### Exercise description:
Copy all the records exactly; the complete set is the expected result.

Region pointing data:
□ □ □

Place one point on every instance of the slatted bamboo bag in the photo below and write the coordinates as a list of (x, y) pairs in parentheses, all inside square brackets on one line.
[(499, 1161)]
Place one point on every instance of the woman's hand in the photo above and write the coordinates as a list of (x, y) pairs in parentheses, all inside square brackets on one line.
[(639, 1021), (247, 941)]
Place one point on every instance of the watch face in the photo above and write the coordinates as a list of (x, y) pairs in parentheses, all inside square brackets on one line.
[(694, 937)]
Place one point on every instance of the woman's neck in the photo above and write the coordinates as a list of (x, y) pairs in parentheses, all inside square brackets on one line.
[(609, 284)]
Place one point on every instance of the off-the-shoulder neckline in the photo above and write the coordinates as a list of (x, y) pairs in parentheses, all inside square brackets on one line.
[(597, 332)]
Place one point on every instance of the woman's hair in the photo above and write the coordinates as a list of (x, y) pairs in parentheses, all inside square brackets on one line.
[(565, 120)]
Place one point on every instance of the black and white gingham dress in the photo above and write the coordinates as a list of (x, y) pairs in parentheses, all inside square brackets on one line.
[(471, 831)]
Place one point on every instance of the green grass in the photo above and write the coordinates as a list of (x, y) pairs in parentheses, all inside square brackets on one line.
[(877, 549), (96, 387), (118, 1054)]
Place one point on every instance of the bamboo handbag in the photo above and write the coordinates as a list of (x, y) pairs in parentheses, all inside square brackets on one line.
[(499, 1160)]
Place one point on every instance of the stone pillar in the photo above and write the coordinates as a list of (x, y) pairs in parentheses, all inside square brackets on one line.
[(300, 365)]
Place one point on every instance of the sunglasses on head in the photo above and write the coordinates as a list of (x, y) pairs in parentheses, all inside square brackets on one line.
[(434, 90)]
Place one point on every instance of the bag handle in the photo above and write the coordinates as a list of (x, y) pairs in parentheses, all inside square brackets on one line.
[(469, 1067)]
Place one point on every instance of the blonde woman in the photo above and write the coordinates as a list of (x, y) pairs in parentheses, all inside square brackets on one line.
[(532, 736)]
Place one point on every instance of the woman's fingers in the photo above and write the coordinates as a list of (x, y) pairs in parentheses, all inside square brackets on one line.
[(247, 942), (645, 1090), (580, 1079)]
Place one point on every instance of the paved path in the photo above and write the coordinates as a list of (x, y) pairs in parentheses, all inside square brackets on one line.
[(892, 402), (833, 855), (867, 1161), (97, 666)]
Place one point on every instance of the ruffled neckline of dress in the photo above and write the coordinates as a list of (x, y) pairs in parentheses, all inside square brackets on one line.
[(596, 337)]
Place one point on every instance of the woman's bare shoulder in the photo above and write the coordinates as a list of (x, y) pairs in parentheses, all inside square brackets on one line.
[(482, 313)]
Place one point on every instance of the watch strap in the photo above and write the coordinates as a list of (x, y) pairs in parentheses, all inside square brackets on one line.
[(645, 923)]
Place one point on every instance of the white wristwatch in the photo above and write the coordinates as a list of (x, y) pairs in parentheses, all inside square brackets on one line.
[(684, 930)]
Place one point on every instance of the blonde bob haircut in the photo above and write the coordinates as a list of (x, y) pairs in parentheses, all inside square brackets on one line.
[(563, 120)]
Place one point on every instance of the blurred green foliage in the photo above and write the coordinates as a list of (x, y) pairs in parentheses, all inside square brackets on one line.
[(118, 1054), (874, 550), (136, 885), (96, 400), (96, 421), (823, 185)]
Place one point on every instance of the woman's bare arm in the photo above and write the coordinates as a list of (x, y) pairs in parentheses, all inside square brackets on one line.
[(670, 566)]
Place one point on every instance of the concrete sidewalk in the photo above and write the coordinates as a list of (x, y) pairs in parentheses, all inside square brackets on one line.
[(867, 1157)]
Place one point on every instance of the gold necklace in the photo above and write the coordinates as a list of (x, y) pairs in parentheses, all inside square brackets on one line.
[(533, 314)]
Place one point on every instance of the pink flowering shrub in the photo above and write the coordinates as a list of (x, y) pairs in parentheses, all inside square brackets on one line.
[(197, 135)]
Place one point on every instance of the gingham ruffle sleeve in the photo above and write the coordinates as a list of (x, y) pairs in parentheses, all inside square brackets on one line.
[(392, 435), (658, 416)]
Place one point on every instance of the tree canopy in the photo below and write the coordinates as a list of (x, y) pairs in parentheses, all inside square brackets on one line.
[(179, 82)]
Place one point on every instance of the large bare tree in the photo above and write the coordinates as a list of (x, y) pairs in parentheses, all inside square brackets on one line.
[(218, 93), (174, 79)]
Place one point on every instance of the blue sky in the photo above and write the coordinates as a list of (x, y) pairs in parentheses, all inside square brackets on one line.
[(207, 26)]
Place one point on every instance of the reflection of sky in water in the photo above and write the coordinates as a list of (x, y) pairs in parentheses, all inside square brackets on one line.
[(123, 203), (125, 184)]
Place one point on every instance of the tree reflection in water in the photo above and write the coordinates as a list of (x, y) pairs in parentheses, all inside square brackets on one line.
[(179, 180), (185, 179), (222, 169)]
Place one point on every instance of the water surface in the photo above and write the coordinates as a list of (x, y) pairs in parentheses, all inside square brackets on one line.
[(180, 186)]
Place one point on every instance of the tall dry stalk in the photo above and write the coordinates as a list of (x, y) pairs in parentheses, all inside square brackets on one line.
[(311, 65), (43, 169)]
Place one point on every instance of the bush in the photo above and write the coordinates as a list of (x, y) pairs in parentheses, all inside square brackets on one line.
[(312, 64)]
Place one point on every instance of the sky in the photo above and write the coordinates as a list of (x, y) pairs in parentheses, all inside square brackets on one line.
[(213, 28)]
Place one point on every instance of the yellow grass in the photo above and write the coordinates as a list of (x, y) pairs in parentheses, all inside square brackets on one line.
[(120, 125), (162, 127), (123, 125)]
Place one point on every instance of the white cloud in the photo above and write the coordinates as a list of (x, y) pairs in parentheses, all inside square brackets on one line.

□ □ □

### Task solution:
Place one point on every instance of the slatted bamboo bag in the photo below and write the coordinates as a list of (x, y) pairs in parentheses, all inside square brackets on one line.
[(499, 1161)]
Place one point on every instance of the woman's hand in the photo above and write the coordinates as a list of (x, y) pairs in parentheses, all inside square brackets on one line.
[(639, 1021), (247, 941)]
Place one point on every instance of the watch face in the photo above and write the coordinates as a list of (x, y) pairs in parentheses, all inside square brackets on one line.
[(694, 937)]
Place one point on every instance of the woman's neck in the photo above and write the coordinates as a list of (x, y) pairs in parentheses, all inside square brackets on one line.
[(609, 284)]
Place one point on every instance of the off-the-shoulder neckline in the photo above and write the coordinates as a list of (x, y) pairs in parentheses, all inside square brackets on one line.
[(597, 332)]
Place one point on every instance of the woman's hair in the photo above and write the coordinates as a list of (x, y) pairs in parentheses, all inside square brackets on one line.
[(565, 120)]
Place one point on every instance of the black and white gingham dress in the photo above and write the coordinates as a list of (x, y) pairs in parentheses, all inside square brackets on one line.
[(471, 831)]
Place one point on every instance of the green grass in the photo above and write the coordinates as a list of (x, y) pairs in parentheses, all inside square brackets on one line.
[(877, 549), (96, 387), (118, 1054)]
Place one point on every instance of the bamboo handbag in the photo above and write the coordinates as a list of (x, y) pairs in parentheses, all inside square brackets on one line.
[(499, 1160)]
Place one point on every instance of the stone pillar in the photo above and write the coordinates as a list of (x, y) pairs in parentheses, all inside square brackets on one line.
[(300, 365)]
Place one point on every instance of the sunglasses on head in the photo above and write the coordinates as a list of (x, y) pairs in parentheses, all inside square brackets on one line.
[(434, 90)]
Place one point on every instance of the bag handle in the photo above and write the coordinates as a list of (x, y) pairs in parentheses, all inside square brackets on one line.
[(469, 1067)]
Place one point on every instance of the blonde woman in the photo above and write the coordinates as a list of (x, y) pairs in parentheses, all inside square brackets on one line.
[(532, 736)]
Place one point on every instance of the woman's fingers in the photo above and write the coordinates as a list of (x, y) pairs in parentheses, all inside square brackets on one line.
[(247, 942), (645, 1090), (580, 1079)]
Place one point on every instance of the paved path in the photo above and write the coordinates as a list of (x, y) pairs in parentheses, all inside square brackets on one line.
[(892, 402), (833, 855), (867, 1161), (97, 666)]
Place one point on every instance of the ruffled neckline of dress in the photo above and write the coordinates as a list of (x, y) pairs in parentheses, all inside square brackets on one line.
[(596, 337)]
Place one point on every instance of the woman's bare shoulder in the photo above and write the coordinates as a list of (x, y) pairs in parentheses, all inside square brackets on one line.
[(482, 313)]
Place one point on every instance of the watch strap in the photo above and write the coordinates as a list of (x, y) pairs in parentheses, all inside square brackets on one line.
[(645, 923)]
Place one point on every instance of the white wristwatch in the photo above and write the coordinates as a list of (x, y) pairs in parentheses, all inside square brackets on one line.
[(684, 930)]
Place one point on every instance of the blonde bob haircut in the photo above and write the coordinates as a list of (x, y) pairs in parentheses, all inside square brackets on one line.
[(563, 120)]
Place one point on every instance of the blurred green foliage in the photo above and write the coordinates as a list of (x, y) pairs in parentheses, all inside square brackets on one line.
[(118, 1054), (874, 550), (136, 885), (96, 400), (96, 421), (823, 185)]
Place one point on every instance of the woman's bare arm in the photo above and write the coordinates as a list of (x, y) pairs in parentheses, all inside square brackets on one line.
[(670, 566)]
Place one point on every instance of the concrete sidewalk in the photo above and write the coordinates as a list of (x, y) pairs in parentheses, all inside square brackets on one line.
[(867, 1157)]
Place one point on every instance of the gold necklace in the photo above and write the coordinates as a list of (x, y) pairs in parentheses, all inside square brackets on one line.
[(533, 314)]
Place one point on every instance of the pink flowering shrub in the photo above and write the coordinates as a list of (x, y) pairs in parentheses, all inside square brackets on one line.
[(197, 135)]
Place one point on every instance of the gingham ruffle sleeve in the photo above and write the coordinates as a list of (x, y) pairs in parentheses, all inside square brackets on one line.
[(392, 435), (658, 416)]
Place one point on every instance of the tree canopy in the photo below and write the coordinates as a list of (x, y) pairs in parentheses, all inside square brackets on one line.
[(179, 82)]
Place one point on every instance of the large bare tree in the photo above and write the coordinates as a list of (x, y) pairs in parentheses, all inside square brackets on one line.
[(218, 93), (174, 79)]
Place one point on every instance of the blue sky in the photo above and write the coordinates as a list of (x, y) pairs in parentheses, all inside square brackets on one line.
[(207, 26)]
Place one point on every instance of the reflection of sky in water in the photo above and write the coordinates as a list of (x, y) pairs in parentheses, all inside square brackets on one line.
[(123, 203), (125, 184)]
Place one point on every instance of the tree reflection in water in the photo above and write the coordinates as a list of (x, y) pairs in parentheses, all inside square brackets on one line.
[(179, 180), (185, 179), (222, 169)]
Place one point on every instance of the water surface in the photo above and write the coordinates as a list of (x, y) pairs in parentheses, all inside square brackets on one line.
[(180, 186)]
Place one point on every instance of the tall dry stalk in the photo above and write the coordinates as a list of (x, y) pairs in parentheses, all inside square brackets on one line.
[(311, 65), (43, 169)]
Place one point on every instance of the bush in the photo above and write the coordinates as a list of (x, y) pairs in parentheses, all inside square brackets on one line.
[(312, 64)]
Place one point on every instance of the sky in the photo above and write the coordinates as a list of (x, y) pairs in parentheses, all inside square brackets on one line.
[(213, 28)]
Place one point on every instance of the yellow grass in the photo above and write the coordinates as a list of (x, y) pairs in parentheses, all inside square brackets on one line.
[(120, 125), (162, 127), (123, 125)]
Place one point on every instance of the white cloud in the photo above and write the coordinates as a list of (x, y) pairs in parentheses, all inside square brackets on one line.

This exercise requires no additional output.